Your objective:
Can you copy out every row below word for word, leaving the pictures out of your answer?

◇ ◇ ◇ ◇ ◇ ◇ ◇

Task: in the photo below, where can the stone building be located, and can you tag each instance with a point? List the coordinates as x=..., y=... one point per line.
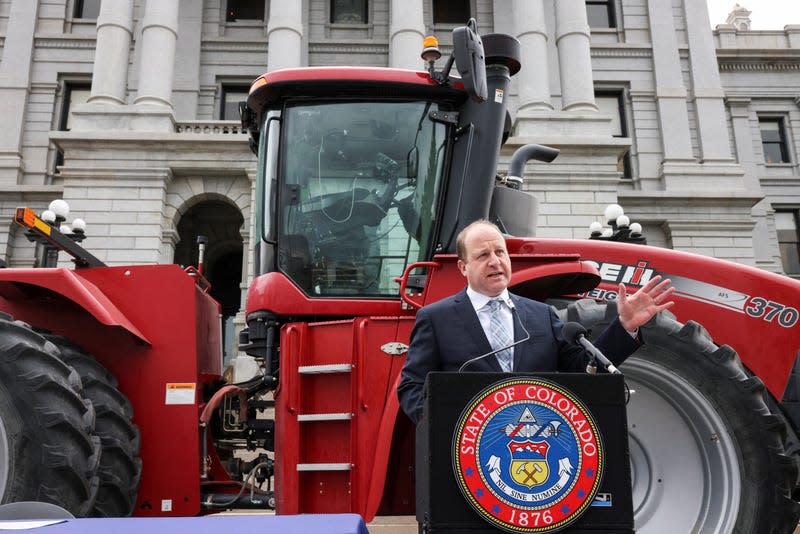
x=127, y=109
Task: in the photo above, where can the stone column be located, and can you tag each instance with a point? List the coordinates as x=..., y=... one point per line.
x=573, y=40
x=285, y=35
x=533, y=80
x=15, y=81
x=112, y=54
x=712, y=129
x=159, y=37
x=186, y=90
x=670, y=91
x=406, y=31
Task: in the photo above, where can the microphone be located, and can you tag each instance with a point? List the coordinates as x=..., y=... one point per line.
x=501, y=349
x=575, y=334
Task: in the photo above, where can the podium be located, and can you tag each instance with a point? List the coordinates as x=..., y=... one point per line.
x=442, y=504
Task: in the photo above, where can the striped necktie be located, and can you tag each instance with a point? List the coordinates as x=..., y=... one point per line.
x=501, y=337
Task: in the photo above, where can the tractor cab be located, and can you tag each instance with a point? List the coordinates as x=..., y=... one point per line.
x=365, y=171
x=356, y=193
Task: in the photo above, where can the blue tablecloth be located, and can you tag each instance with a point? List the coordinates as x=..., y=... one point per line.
x=213, y=524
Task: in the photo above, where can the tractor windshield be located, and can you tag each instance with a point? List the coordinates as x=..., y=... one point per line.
x=359, y=185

◇ ◇ ◇ ◇ ◇ ◇ ◇

Result:
Task: in the photo below, where can the stone building be located, and can you tag each instance with a point? List the coordinates as x=..., y=... one point per line.
x=127, y=109
Task: in the photo above, where can the stone column be located, and can you tag each instance with a point? List the coordinates as x=..., y=... one point per line.
x=573, y=40
x=285, y=35
x=533, y=80
x=15, y=81
x=112, y=54
x=712, y=129
x=159, y=37
x=186, y=90
x=670, y=91
x=406, y=31
Task: in the photo above, where can the microphone be located, and can you tag each instance with a point? List the coordinates as x=..., y=... one point per line.
x=501, y=349
x=575, y=334
Task: in the photo above, where can the podium be located, and can you tag each instance with a point? List the coordinates as x=..., y=... one point per line.
x=442, y=504
Task: in the photo above, where can the striped necktie be located, and can you tag each instance with a point? List the coordinates as x=..., y=... one point per line.
x=501, y=337
Task: in the photo above, where can the tractor cab be located, and can you tag each instance with a point? List the coordinates as x=..., y=... one point per line.
x=365, y=171
x=356, y=193
Task: in the photo above, where can the blue tablecloth be located, and can you tag each instance with a point? List the coordinates as x=..., y=... one point per line.
x=213, y=524
Task: in the photo above, where can the tractor windshield be located, and can you tag each instance with a point? List the coordinates as x=..., y=... one point per line.
x=359, y=185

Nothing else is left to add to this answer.